### [Texto para leer]
- - - - -
Dos aguas: ¿La versión acuática de El secreto de la montaña?

Hace veinte años Héctor Abad Faciolince era un escritor que prometía y luego se convirtió en el autor favorito de las señoras. Desde El olvido de seremos dejé de leerlo porque mi mamá lo adoraba y me hablaba con emoción cuando lo veía en televisión. Antes de morir leyó La oculta y le gustó más que todos los anteriores. Ella pensaba que yo adoraba a Abad porque hice el trabajo de grado en el Caro y Cuervo sobre él, Vallejo y Cano Gaviria, pero lo que mi mamá no recordaba es que su autor estrella era el blandengue de mi estudio y no lo volví a leer porque es tan comercial y tan femenino como el adorado por los niños y las niñas de los colegios distritales de Colombia, el que bajó del trono a Fernando Soto Aparicio, Jairo Aníbal Niño y Álvaro Salom Becerra: Mario Mendoza. No se sabe si es más detestable el stand permanente en todas las librerías del escritor más mercantilista que ha dado este país o saber que pronto lanzarán al mercado la edición 100 de El olvido que seremos.

Héctor Abad Faciolince está convencido de que es un gran escritor porque es un gran lector y por eso ahora también descubre autores y los publica en Angosta, su editorial independiente. Los libros son muy bonitos pero acabo de leer Dos aguas, de Esteban Duperly, y sólo se me ocurre pensar que es el mejor discípulo del maestro de la sensiblería barata y las metáforas de dos pesos. Es evidente que el editor de Angosta lo convenció de que escribiera de tal manera que cualquiera pudiera leer su libro y se sintiera profundo y sensible, como suelen sentirse con algunos libros de autosuperación o el 90% de las películas que vemos en Avenida Chile. Dos aguas es un libro que pretende presentar una gran tensión, un retrato de lo más vil de la condición humana, y termina siendo todo lo contrario: una novelita para señoras o la obra perfecta para leer en el avión y sentirse culto.
- - - - -
### [Material entregado]
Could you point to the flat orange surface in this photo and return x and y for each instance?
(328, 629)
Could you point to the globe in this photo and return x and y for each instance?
- - - - -
### [Instrucciones]
Copia palabra por palabra el pasaje de la reseña de Dos aguas que arranca en "Héctor Abad Faciolince está" y detente después de "y sentirse culto.".

### [Respuesta esperada]
Héctor Abad Faciolince está convencido de que es un gran escritor porque es un gran lector y por eso ahora también descubre autores y los publica en Angosta, su editorial independiente. Los libros son muy bonitos pero acabo de leer Dos aguas, de Esteban Duperly, y sólo se me ocurre pensar que es el mejor discípulo del maestro de la sensiblería barata y las metáforas de dos pesos. Es evidente que el editor de Angosta lo convenció de que escribiera de tal manera que cualquiera pudiera leer su libro y se sintiera profundo y sensible, como suelen sentirse con algunos libros de autosuperación o el 90% de las películas que vemos en Avenida Chile. Dos aguas es un libro que pretende presentar una gran tensión, un retrato de lo más vil de la condición humana, y termina siendo todo lo contrario: una novelita para señoras o la obra perfecta para leer en el avión y sentirse culto.